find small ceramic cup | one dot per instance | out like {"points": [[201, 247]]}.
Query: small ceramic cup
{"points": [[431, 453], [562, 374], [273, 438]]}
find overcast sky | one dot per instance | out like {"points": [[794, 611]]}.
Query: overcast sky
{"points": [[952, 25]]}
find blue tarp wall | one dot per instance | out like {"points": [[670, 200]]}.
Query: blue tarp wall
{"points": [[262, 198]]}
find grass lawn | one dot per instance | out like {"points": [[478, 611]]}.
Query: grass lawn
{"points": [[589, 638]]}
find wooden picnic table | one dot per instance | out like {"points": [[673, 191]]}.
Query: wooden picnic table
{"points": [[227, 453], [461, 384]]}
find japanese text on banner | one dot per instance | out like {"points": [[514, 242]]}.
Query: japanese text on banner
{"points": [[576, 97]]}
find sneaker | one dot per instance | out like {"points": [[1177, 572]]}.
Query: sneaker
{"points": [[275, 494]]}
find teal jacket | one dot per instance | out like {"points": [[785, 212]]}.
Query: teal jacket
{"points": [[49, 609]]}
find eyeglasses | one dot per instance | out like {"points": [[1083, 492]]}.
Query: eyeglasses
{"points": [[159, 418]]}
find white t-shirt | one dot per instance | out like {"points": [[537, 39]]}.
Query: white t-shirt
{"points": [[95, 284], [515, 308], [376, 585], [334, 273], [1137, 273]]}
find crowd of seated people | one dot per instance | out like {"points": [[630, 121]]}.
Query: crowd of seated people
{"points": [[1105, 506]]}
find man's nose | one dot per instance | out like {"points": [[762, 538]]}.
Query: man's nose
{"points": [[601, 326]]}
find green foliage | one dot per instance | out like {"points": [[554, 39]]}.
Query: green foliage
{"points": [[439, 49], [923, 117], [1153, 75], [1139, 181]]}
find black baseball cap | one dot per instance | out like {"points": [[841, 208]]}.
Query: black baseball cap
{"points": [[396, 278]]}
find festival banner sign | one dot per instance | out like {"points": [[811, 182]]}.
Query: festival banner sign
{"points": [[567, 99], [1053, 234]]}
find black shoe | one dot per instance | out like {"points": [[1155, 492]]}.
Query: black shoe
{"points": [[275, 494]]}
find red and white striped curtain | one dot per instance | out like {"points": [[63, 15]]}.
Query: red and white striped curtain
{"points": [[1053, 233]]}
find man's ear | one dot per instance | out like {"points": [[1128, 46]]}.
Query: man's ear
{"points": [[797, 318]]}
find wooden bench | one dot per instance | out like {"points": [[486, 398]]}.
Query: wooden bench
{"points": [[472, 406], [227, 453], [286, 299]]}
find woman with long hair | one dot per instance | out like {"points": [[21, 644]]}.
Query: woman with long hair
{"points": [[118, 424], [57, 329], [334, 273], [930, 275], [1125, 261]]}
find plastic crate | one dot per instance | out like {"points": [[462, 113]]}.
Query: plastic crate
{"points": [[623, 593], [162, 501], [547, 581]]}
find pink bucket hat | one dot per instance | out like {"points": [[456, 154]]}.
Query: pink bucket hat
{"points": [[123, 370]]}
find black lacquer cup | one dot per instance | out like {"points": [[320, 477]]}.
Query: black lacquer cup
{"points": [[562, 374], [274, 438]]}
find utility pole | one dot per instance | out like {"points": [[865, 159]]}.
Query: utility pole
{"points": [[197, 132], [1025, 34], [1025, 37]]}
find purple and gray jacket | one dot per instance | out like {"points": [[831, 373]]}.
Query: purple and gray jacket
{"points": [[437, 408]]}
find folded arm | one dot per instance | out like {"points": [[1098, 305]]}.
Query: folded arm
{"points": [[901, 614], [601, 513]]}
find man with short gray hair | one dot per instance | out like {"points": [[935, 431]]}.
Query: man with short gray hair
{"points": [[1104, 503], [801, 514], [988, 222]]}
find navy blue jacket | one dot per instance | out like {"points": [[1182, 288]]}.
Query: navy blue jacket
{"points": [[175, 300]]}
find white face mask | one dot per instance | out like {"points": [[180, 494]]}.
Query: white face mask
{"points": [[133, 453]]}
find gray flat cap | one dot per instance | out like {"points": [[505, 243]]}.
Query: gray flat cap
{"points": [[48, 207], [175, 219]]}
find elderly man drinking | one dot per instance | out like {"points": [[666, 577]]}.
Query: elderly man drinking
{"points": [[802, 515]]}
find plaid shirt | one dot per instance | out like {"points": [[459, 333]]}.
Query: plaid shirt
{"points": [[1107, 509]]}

__Task description__.
Copy all of the items above word for word, keeping every line unchanged and in its original order.

__The solution__.
find small ceramic cup | one dot per instance | out like {"points": [[201, 247]]}.
Query: small ceramic cup
{"points": [[431, 453], [562, 374], [273, 438]]}
find overcast sky | one dot per instance | out like {"points": [[794, 611]]}.
Query: overcast sky
{"points": [[952, 25]]}
find blue tarp wall | one dot per instance | out like {"points": [[670, 200]]}.
Query: blue tarp wall
{"points": [[262, 198]]}
find grass lawn | one dot per instance | out like {"points": [[478, 611]]}.
Query: grass lawn
{"points": [[589, 638]]}
find wooden picnic table | one dot per instance | out like {"points": [[673, 191]]}.
Query: wooden picnic table
{"points": [[227, 453], [461, 384]]}
find japanese text on banner | one dot per instance | out like {"points": [[514, 242]]}.
Query: japanese text on banner
{"points": [[576, 97]]}
find sneaker | one dot per instance | out like {"points": [[1177, 572]]}.
Query: sneaker
{"points": [[275, 494]]}
find teal jacket | one dot per instance | out like {"points": [[785, 212]]}.
Query: teal jacket
{"points": [[49, 609]]}
find eyeglasses | one dot per instance | out like {"points": [[1083, 492]]}.
Query: eyeglasses
{"points": [[159, 418]]}
find white t-shirt | one dot per instance | out like {"points": [[537, 39]]}.
Query: white t-shirt
{"points": [[95, 284], [515, 308], [376, 585], [334, 273], [1137, 273]]}
find crowd of seated people | one dot per instance | out like {"points": [[630, 121]]}.
Query: crowd of seated people
{"points": [[1105, 506]]}
find man's nose | one dot per instance | out like {"points": [[762, 538]]}.
Query: man's nose
{"points": [[601, 326]]}
find green foliage | one dot per instance | out like {"points": [[554, 39]]}.
Query: green foliage
{"points": [[439, 49], [923, 117], [1153, 75], [1139, 181]]}
find black baseball cap | one dot per instance | out like {"points": [[841, 208]]}.
Query: black baseball cap
{"points": [[396, 278]]}
find festival banner sign | one dot per instance | out like {"points": [[811, 182]]}.
Query: festival banner sign
{"points": [[567, 99], [1053, 234]]}
find black shoe | one dot per instance | out like {"points": [[1155, 492]]}.
Query: black shoe
{"points": [[275, 494]]}
find red and white striped curtain | one dot per instance | out like {"points": [[63, 15]]}.
Query: red and white striped curtain
{"points": [[1053, 233]]}
find man's ear | one dot per instance | out like {"points": [[1128, 46]]}.
Query: man's ear
{"points": [[797, 318]]}
find wooden bench | one dot per instance | out like {"points": [[486, 398]]}.
Query: wooden bench
{"points": [[472, 406], [227, 453], [286, 299]]}
find woman with long hair | one dot per instance | out like {"points": [[21, 644]]}.
Query: woman with long hair
{"points": [[118, 424], [57, 329], [334, 273], [930, 275], [1125, 261]]}
find plastic crate | one dot per instance | out like {"points": [[462, 113]]}.
Query: plastic crate
{"points": [[623, 593], [162, 501], [547, 581]]}
find pink bucket hat | one dot per instance | out like {"points": [[456, 154]]}.
Query: pink bucket hat
{"points": [[123, 370]]}
find black lacquer cup | one dot per instance | out like {"points": [[320, 477]]}.
Query: black lacquer cup
{"points": [[562, 374], [274, 438]]}
find utility pole | one dot per instance | out like {"points": [[865, 159]]}.
Query: utility pole
{"points": [[197, 132], [1025, 34], [1025, 37]]}
find purple and gray jacket | one dot per instance | out like {"points": [[831, 373]]}.
Query: purple and gray jacket
{"points": [[437, 408]]}
find folded arm | one dot per instance | out like {"points": [[1098, 305]]}.
Query: folded arm
{"points": [[901, 614], [601, 513]]}
find man with short gray hair | one dot per instance | out like {"points": [[935, 431]]}.
Query: man with short gray hair
{"points": [[1104, 503], [801, 514], [988, 222]]}
find navy blue jacket | one dot per instance | out like {"points": [[1182, 288]]}.
Query: navy blue jacket
{"points": [[175, 300]]}
find white face mask | one dot per instance | out like {"points": [[180, 494]]}.
Query: white face mask
{"points": [[133, 453]]}
find gray flat cap | one dot per instance | out like {"points": [[505, 243]]}.
Query: gray flat cap
{"points": [[48, 207], [175, 219]]}
find elderly man drinking | one dot per instance | out like {"points": [[666, 577]]}.
Query: elderly man drinking
{"points": [[802, 515]]}
find plaid shirt | one dot per instance | out like {"points": [[459, 333]]}.
Query: plaid shirt
{"points": [[1107, 509]]}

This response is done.